__Task directions__: Print each of the records below verbatim, leaving out the pictures.

************

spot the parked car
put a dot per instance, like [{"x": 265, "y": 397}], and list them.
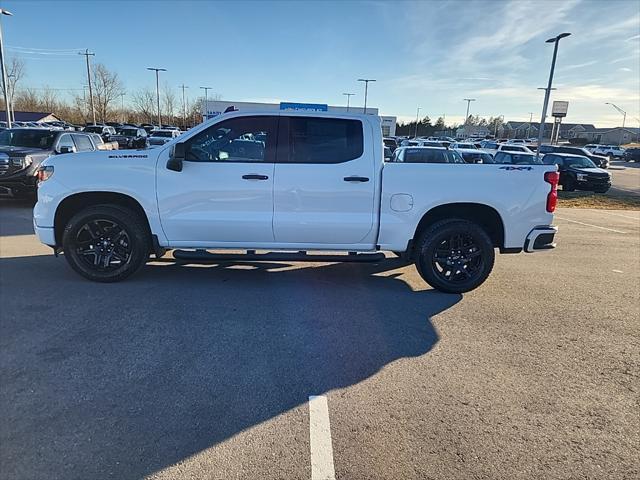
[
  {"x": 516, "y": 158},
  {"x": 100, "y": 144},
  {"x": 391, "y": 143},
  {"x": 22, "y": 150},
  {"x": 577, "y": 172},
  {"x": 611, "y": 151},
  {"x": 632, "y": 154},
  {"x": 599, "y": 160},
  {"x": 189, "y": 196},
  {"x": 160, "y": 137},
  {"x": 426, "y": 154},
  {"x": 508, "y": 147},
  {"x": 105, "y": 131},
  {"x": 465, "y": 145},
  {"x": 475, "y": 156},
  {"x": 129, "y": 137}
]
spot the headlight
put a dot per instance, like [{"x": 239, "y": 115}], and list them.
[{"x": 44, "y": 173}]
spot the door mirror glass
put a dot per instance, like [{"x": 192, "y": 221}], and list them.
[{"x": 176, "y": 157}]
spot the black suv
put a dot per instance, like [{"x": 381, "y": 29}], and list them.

************

__Problem solution__:
spot the parked car
put a dot per instance, like [{"x": 265, "y": 397}], and list them.
[
  {"x": 516, "y": 158},
  {"x": 100, "y": 144},
  {"x": 391, "y": 143},
  {"x": 22, "y": 150},
  {"x": 577, "y": 172},
  {"x": 611, "y": 151},
  {"x": 632, "y": 154},
  {"x": 599, "y": 160},
  {"x": 189, "y": 196},
  {"x": 160, "y": 137},
  {"x": 426, "y": 154},
  {"x": 508, "y": 147},
  {"x": 105, "y": 131},
  {"x": 465, "y": 145},
  {"x": 475, "y": 156},
  {"x": 129, "y": 137}
]
spot the headlight
put a dot per instance, like [{"x": 239, "y": 115}], and list them.
[{"x": 44, "y": 173}]
spot the door mirror glass
put a dot per instance, like [{"x": 192, "y": 221}], and list them.
[{"x": 176, "y": 157}]
spot the black suv
put a dot per instance, like [{"x": 381, "y": 29}], and list them.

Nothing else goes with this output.